- Task description:
Copy out the entries exactly. Print them in full.

- Supplied records:

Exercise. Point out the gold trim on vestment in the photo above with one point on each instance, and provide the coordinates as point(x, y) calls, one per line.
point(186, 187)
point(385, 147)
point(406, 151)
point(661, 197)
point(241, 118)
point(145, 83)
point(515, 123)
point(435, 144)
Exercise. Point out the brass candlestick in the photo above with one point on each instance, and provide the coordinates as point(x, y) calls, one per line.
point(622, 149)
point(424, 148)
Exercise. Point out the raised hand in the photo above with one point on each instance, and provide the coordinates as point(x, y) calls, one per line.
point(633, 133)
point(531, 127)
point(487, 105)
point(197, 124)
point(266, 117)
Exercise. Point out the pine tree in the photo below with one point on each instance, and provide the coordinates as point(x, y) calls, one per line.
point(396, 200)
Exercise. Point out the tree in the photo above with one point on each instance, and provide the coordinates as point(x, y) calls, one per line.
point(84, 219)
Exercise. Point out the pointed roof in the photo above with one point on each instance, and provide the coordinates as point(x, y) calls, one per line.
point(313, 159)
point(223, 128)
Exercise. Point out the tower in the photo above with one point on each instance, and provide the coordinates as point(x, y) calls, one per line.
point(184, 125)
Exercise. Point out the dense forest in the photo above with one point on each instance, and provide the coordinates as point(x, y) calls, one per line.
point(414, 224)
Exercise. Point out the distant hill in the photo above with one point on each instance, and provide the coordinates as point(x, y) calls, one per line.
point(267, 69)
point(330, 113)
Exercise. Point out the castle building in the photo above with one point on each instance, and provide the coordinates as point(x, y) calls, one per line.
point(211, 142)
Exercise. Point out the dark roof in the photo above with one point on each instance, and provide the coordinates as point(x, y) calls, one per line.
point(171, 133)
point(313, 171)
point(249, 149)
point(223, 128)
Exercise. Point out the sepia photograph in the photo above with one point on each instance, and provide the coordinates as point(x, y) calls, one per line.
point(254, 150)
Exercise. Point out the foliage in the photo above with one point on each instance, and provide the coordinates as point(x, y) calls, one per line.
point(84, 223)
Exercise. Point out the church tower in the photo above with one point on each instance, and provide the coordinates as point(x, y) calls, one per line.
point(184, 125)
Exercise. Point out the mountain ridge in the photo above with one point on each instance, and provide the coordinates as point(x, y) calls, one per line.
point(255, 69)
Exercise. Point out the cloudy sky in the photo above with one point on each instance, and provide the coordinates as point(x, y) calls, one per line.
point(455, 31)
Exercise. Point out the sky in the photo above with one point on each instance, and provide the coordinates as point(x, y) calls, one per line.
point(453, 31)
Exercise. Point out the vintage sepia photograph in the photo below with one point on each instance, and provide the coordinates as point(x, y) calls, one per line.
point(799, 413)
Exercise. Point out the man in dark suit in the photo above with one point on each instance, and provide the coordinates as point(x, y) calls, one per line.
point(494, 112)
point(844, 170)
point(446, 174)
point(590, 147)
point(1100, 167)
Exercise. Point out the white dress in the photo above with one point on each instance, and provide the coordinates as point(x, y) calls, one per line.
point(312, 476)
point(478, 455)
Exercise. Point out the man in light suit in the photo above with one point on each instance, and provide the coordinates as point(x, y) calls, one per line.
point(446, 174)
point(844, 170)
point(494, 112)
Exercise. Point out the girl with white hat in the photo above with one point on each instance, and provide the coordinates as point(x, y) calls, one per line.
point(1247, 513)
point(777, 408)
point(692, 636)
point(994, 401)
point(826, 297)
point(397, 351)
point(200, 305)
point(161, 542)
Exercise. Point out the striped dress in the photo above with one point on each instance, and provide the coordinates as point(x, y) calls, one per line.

- Your response:
Exercise. Point out the gold trim on vestment in the photo above with one point on each instance, and provide the coordinates as point(x, y) calls, one per line.
point(186, 187)
point(385, 147)
point(406, 151)
point(661, 197)
point(241, 118)
point(145, 83)
point(515, 123)
point(435, 144)
Exercise. Point out the brass candlestick in the photo above with one point on each instance, and provide the coordinates as point(x, y) calls, one per line.
point(622, 149)
point(424, 148)
Exercise. Point out the raised hand in the photo above with one point on each instance, and provide the coordinates as point(x, y) calls, one per line.
point(633, 133)
point(531, 127)
point(487, 105)
point(197, 124)
point(266, 117)
Exercise. Point out the pine tree in the photo below with one point on each instance, and provide the coordinates as point(x, y) calls, one per line.
point(396, 200)
Exercise. Point out the tree in the photo above with one point on each instance, and provide the coordinates as point(x, y) calls, one per line.
point(84, 219)
Exercise. Point out the pointed roof in the photo above with one point on each instance, and provide the coordinates as point(x, y) calls, one per line.
point(313, 159)
point(223, 128)
Exercise. Point out the tower in the photo above with one point on each instance, and provide the coordinates as point(x, y) calls, one per line.
point(184, 125)
Exercise. Point out the dense forest in the photo above with one point on each instance, and provide the coordinates as point(x, y) calls, one per line.
point(414, 224)
Exercise. Point out the distant hill in the photo above with one point on each instance, and provide the coordinates as point(x, y) calls, one per line.
point(267, 69)
point(330, 113)
Exercise. Point out the castle building in the photo above with one point on each instance, and provide the coordinates as point(x, y) calls, one per line.
point(211, 142)
Exercise. Point out the dark roof in the photo above with one point on each instance, and provide the coordinates as point(x, y) calls, one per line.
point(171, 133)
point(313, 171)
point(249, 149)
point(223, 128)
Exercise. Point out the sepia photograph in the photo above with one point on each instance, and provide the coordinates as point(x, y) calls, one per line.
point(254, 150)
Exercise. Point out the foliage in the photo above with one point on each instance, and provide the coordinates as point(x, y) calls, one per line.
point(84, 223)
Exercise. Point out the church tower in the photo above with one point on each instance, and provide the coordinates as point(x, y) calls, one per line.
point(184, 125)
Exercise. Point out the mountain ridge in the photo above with one point on each instance, and provide the coordinates as point(x, y) calls, one per line.
point(255, 69)
Exercise. Point out the cloudy sky in the photo above with one point on each instance, and provide the coordinates as point(x, y) calls, one per line.
point(455, 31)
Exercise. Point out the sky in the photo above with one point on each instance, and provide the coordinates as point(x, y) calls, one per line.
point(453, 31)
Exercise. Point out the vintage sepia photograph in the photo below with one point on each instance, and provide the coordinates as point(x, y) calls, one per line.
point(799, 413)
Exercise. Point out the man in dark suit in the photo above with one point on each instance, and provide the coordinates as point(x, y) calls, one per line.
point(494, 112)
point(844, 170)
point(446, 174)
point(590, 147)
point(1100, 167)
Exercise. Point out the white dress in the photo above with one point on each instance, and provide the coordinates as point(x, y) calls, one per line.
point(312, 476)
point(478, 455)
Exercise. Point out the man in light suit in the photo above with one point on each instance, and provide the coordinates as point(x, y) calls, one per line.
point(446, 174)
point(844, 170)
point(494, 112)
Exercise. Point out the girl with white hat in the photo above with one point on each instance, and provide the coordinates as point(x, y) calls, one per line.
point(1247, 513)
point(777, 408)
point(692, 636)
point(994, 401)
point(826, 297)
point(397, 351)
point(200, 305)
point(161, 542)
Exercise. Point out the striped dress in the photo above with one point on each instance, and provide the coordinates as point(x, y) calls, one per line.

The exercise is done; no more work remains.